> **MATERIALS PROVIDED**:

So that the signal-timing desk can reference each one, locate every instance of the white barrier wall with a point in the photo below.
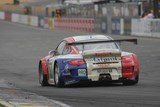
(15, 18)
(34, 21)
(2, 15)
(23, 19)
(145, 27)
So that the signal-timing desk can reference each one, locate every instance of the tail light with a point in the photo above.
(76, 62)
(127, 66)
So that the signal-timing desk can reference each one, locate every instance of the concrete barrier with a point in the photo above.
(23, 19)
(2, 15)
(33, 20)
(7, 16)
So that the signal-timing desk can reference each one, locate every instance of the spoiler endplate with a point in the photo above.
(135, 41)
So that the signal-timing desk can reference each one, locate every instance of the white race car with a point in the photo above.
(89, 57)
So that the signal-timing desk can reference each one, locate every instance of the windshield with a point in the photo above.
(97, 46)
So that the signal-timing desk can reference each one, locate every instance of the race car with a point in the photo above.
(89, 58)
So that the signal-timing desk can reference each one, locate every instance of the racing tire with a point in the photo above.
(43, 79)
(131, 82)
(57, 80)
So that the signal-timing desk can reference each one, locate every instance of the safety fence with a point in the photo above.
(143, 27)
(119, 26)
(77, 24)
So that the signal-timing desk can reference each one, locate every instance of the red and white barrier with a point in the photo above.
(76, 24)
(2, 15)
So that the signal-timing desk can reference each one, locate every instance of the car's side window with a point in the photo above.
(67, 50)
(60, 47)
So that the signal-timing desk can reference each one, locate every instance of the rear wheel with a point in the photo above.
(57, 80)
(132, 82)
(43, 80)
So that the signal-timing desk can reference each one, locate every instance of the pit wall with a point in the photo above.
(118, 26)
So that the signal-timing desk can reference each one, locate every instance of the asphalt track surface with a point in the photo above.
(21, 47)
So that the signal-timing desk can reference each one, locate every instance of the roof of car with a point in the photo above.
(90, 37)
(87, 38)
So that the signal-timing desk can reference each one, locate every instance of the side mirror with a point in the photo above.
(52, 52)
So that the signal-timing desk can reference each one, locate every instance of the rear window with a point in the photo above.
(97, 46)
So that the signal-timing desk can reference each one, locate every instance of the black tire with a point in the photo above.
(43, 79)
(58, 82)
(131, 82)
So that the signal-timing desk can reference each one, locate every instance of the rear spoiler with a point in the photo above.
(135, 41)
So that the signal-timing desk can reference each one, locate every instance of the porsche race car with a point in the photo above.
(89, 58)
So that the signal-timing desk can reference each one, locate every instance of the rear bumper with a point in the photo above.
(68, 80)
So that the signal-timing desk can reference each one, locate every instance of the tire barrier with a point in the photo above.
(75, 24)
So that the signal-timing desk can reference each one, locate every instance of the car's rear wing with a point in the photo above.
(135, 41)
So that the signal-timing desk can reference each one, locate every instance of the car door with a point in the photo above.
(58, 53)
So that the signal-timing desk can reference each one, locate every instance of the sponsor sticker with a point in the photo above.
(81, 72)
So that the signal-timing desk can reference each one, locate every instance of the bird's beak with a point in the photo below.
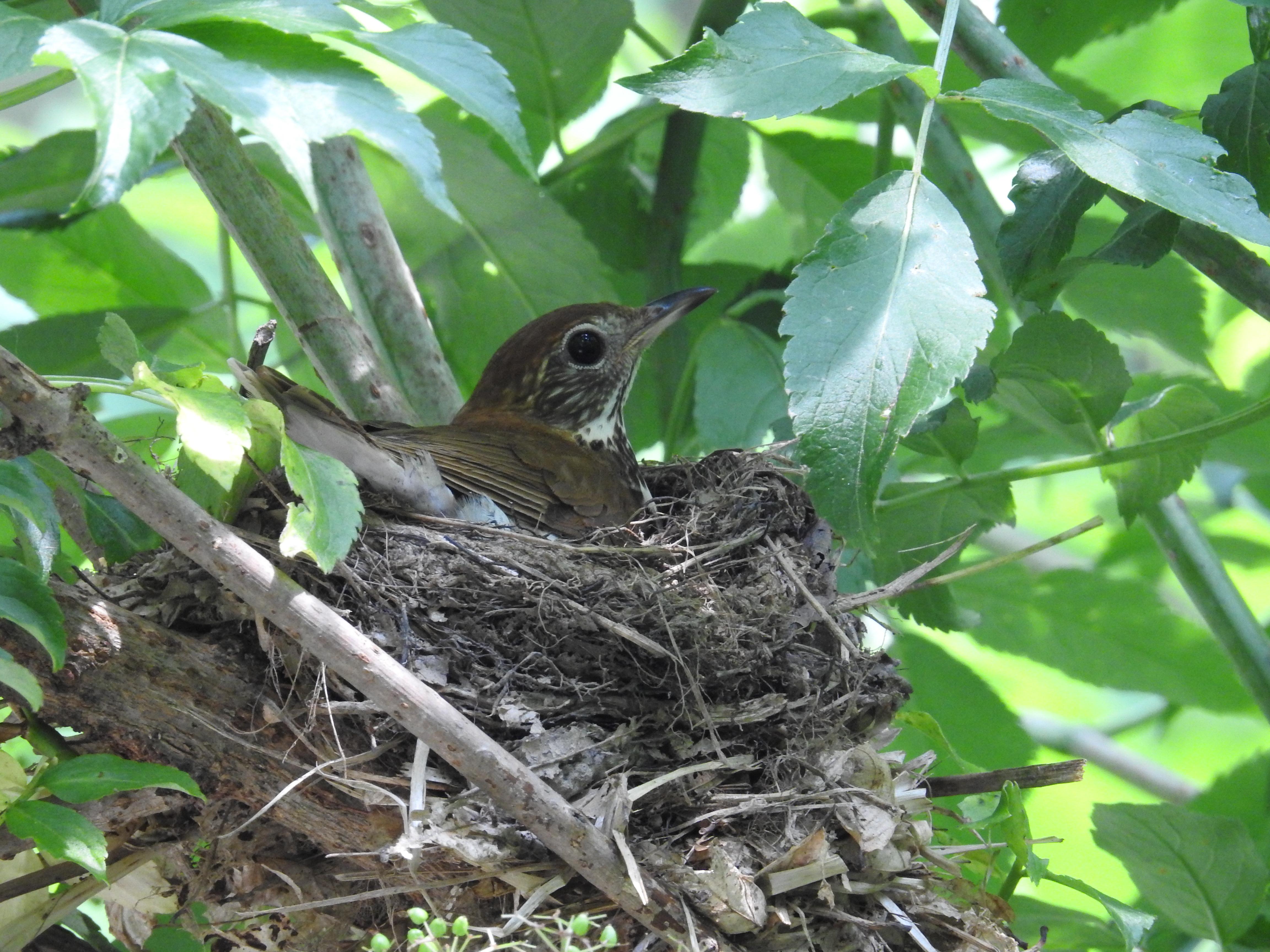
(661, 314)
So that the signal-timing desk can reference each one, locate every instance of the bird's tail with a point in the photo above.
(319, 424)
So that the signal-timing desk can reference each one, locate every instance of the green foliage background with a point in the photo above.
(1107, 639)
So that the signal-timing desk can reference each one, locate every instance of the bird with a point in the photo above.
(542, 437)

> **EXERCISE DIRECTIONS**: The reply must hold each line of the records verbatim and no pictures.

> **WRITTEN RESPONSE**:
So that the signal-timing desk can reference each one, locate every instance of the white barrier wall with a point in the photo below.
(15, 18)
(34, 21)
(2, 15)
(23, 19)
(145, 27)
So that the signal-timing desk can reference each one, locate every instance of the tail light with a point in the photo above.
(76, 62)
(127, 66)
So that the signal-timing desk can reference each one, locate every instance of the concrete barrier with a point in the photo above.
(23, 19)
(2, 15)
(33, 20)
(7, 16)
So that the signal-timing desk can reference each one, locate every instance of the spoiler endplate with a point in the photo above.
(135, 41)
So that the signal-timing desk can reference each one, locate every instance of the white race car with a point in the photo above.
(89, 57)
So that the signal-timing desk can reference each one, locate every instance of the windshield with a point in the photo above.
(97, 46)
So that the signal-timing desk can reference each one, locate every instance of the race car with a point in the photo above.
(89, 58)
So that the signal-timing desk can reference each one, locate every instance of the racing tire with a point in the photo above.
(43, 79)
(131, 82)
(57, 80)
So that the signal-timing desk can reference each one, locate every instance of the safety fence with a point in the photo above.
(143, 27)
(119, 26)
(77, 24)
So that the signal-timing desk can reference each one, locate every instance of the red and white barrier with a point in the photo above.
(76, 24)
(2, 15)
So that the signal-timing desk can reference each one, locate every instance of the car's side window with a point in the photo above.
(67, 50)
(60, 47)
So that the signal-timing desk can reference each one, locate every instance of the rear wheel with a point in the photo above.
(57, 80)
(132, 82)
(43, 80)
So that the signal-timing desk can reference each one, locate every instance of the pit wall with a point in the photo above.
(118, 26)
So that the signal-timing desk can reference each one, locate every instance of the asphalt track surface with a point in the photo above.
(21, 47)
So that the signal-timing desk can reference each one, locate every instance of the roof of car with a point in the photo above.
(90, 37)
(87, 38)
So that the signal-timing desk can reference each one, locate every instance of the side mirror with a point in the photo above.
(52, 52)
So that the signal-timing desk can reference each one, locate every instance of the rear window with a point in the photo above.
(97, 46)
So that the signal-timing desk can reference each one, locate every instance of the black tire with a point in the photo above.
(43, 79)
(58, 82)
(131, 82)
So that the signal-timing desk can reference each one, locate every instance of the rear spoiler with a point in the photo above.
(135, 41)
So that the signal-timing desk can reference each one, locate every instance of the porsche race car with a point in the photo above.
(89, 58)
So that the signal-timing desk can reference each one, locate every instance of the rear bumper with a point in the photo above.
(68, 80)
So that the signal-timing desk can reference each one, locate every instance of the tire barrier with a point in the photo above.
(75, 24)
So that the signal-timing desk can reference each one, locate every instance of the car's rear wing with a point in the photo above.
(135, 41)
So that the signal-timing desk can reference each one, locate every instance of the car door with a point in the photo above.
(58, 53)
So that the signal-timing desk can reference each one, locate every instance of the sponsor sticker with a point in the photo above.
(81, 72)
So that the signal-timing desk can reference each one, locate every instance of the bird's beak with a point in the photo below.
(661, 314)
So that the signal-timing desk can reference each one, locate every instance of the bird's tail with a point in the photo above.
(319, 424)
So that the signal-timing desk can reference each one, locate every instance of the green foliage background with a point in the photo above.
(1107, 639)
So that the signal-timing desk can reference each one, locate every instance of the bird with a point in the photo above.
(542, 437)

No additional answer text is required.